[Location labeling records]
● ● ● ●

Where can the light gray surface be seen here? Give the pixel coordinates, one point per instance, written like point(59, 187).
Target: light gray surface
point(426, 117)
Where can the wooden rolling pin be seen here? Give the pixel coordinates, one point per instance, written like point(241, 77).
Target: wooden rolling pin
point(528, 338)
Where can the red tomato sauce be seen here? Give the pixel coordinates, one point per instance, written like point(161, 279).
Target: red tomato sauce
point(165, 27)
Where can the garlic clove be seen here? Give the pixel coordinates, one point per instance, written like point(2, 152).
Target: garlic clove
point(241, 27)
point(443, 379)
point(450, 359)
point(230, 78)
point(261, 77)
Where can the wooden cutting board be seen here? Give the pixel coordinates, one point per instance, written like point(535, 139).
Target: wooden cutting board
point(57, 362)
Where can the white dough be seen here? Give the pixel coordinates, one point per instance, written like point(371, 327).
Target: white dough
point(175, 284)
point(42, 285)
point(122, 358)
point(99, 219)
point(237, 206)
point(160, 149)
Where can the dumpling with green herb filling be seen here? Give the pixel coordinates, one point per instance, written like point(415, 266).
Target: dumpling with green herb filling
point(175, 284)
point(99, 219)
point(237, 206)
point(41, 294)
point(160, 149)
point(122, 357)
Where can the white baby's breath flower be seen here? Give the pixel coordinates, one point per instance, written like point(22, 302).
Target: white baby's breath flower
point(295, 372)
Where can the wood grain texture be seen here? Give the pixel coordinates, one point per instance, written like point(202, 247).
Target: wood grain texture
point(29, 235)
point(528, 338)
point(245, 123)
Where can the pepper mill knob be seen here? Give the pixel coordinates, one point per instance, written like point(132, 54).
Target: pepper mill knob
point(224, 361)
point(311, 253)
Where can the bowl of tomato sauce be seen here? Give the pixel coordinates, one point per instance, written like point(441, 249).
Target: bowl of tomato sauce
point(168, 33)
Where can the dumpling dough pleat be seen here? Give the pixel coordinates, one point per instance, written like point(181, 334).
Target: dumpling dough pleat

● ● ● ●

## Your task
Rewrite all of the lines above, changing every "tomato sauce" to "marinara sauce" and keeping everything else the same.

## Answer in full
Where can the light gray surface be seen here? Give the pixel coordinates, one point per instance, written like point(59, 187).
Target: light gray surface
point(426, 117)
Where can the wooden rolling pin be seen here? Give the pixel coordinates, one point per instance, written like point(241, 77).
Target: wooden rolling pin
point(528, 338)
Where can the red marinara sauce be seen here? Give the pixel coordinates, one point per instance, written like point(161, 279).
Target: red marinara sauce
point(165, 27)
Where can the garlic clove be seen here? Give the pixel coordinates, one point per instance, written like point(2, 152).
Target: garlic clove
point(241, 27)
point(443, 379)
point(450, 359)
point(230, 78)
point(261, 77)
Where can the wooden cutting board be seen here? Give the pixel coordinates, one point per instance, written like point(535, 139).
Target: wooden cutting board
point(57, 362)
Where can the white dough be seen here? Give the pixel coordinates, one point per instance, written like point(371, 327).
Target: white dough
point(175, 284)
point(42, 285)
point(122, 358)
point(99, 219)
point(237, 206)
point(160, 149)
Where can the dumpling with green herb filling be seen here? Give the pixel coordinates, one point per instance, written like point(415, 266).
Target: dumpling with green herb filling
point(175, 284)
point(99, 219)
point(237, 206)
point(41, 294)
point(160, 149)
point(122, 357)
Where can the white baby's breath flower be seen here? Give the pixel coordinates, one point per instance, written like point(22, 302).
Target: white baby's breath flower
point(295, 372)
Where can the wood grain texture be seen here? Give the pixel coordinates, one point per instance, written like point(202, 247).
Target: wood grain texture
point(29, 235)
point(528, 338)
point(245, 123)
Where can the pepper mill knob be seen here? Give the pixel coordinates, one point per instance, written like point(132, 54).
Target: pepper mill knob
point(224, 361)
point(311, 253)
Where can the bowl of marinara sauce be seen here? Give the pixel coordinates, one point per instance, written like point(441, 249).
Target: bowl of marinara sauce
point(168, 33)
Where can the dumpling dough pleat be seen here? Give the pixel coordinates, one point per instance, written like point(181, 334).
Target: dumpling dough pleat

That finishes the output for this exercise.